Extracted data entries:

━━━━━━

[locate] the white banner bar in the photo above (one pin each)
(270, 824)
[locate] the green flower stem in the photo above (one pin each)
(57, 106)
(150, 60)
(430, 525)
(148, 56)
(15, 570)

━━━━━━

* ACTIVITY: Nothing should be dropped. Retype each line above as it is.

* OUTPUT FOR THIS EXERCISE:
[locate] the white banner bar in the photo above (one pin each)
(270, 824)
[locate] the green flower stem in the photo above (one pin each)
(57, 106)
(150, 60)
(430, 525)
(148, 56)
(15, 570)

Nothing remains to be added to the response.